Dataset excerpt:
---+---
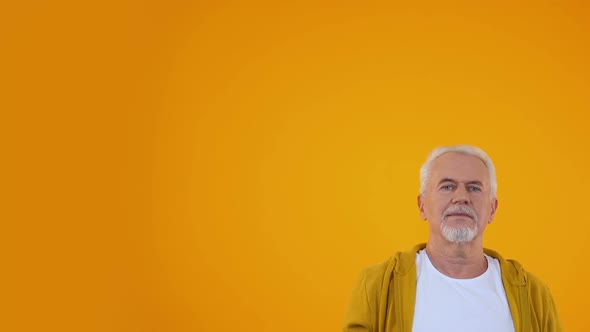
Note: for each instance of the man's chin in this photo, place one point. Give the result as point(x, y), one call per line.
point(458, 234)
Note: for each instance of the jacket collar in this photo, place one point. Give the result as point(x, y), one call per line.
point(512, 271)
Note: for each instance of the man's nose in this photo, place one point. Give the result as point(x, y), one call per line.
point(461, 196)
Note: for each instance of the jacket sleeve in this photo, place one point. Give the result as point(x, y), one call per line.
point(358, 315)
point(544, 307)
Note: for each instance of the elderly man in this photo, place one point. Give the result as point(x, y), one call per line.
point(452, 283)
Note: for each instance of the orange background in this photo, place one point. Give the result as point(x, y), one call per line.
point(225, 166)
---+---
- Work instructions
Except for the pictures, give all the material above again verbatim.

- Expected output
Note: for each instance of the man's chin in this photo, place one point. Give the result as point(x, y), one call per line.
point(458, 234)
Note: for each instance of the jacket collar in this photo, place one point. Give the result as point(x, y), one call per line.
point(512, 271)
Note: for each instance of the man's nose in this photo, place one point. Give the result as point(x, y), one call per line.
point(461, 196)
Note: for each instance of the jacket sleeve in this photo, place one point. Give the result as point(x, y), one call per line.
point(358, 315)
point(544, 307)
Note: for each instance of the elderly man in this photo, place one point. Give the result as point(x, y), one call per line.
point(452, 283)
Note: for each instance of the orange background in this photo, place one point. Give the result as point(x, y), one call per line.
point(225, 166)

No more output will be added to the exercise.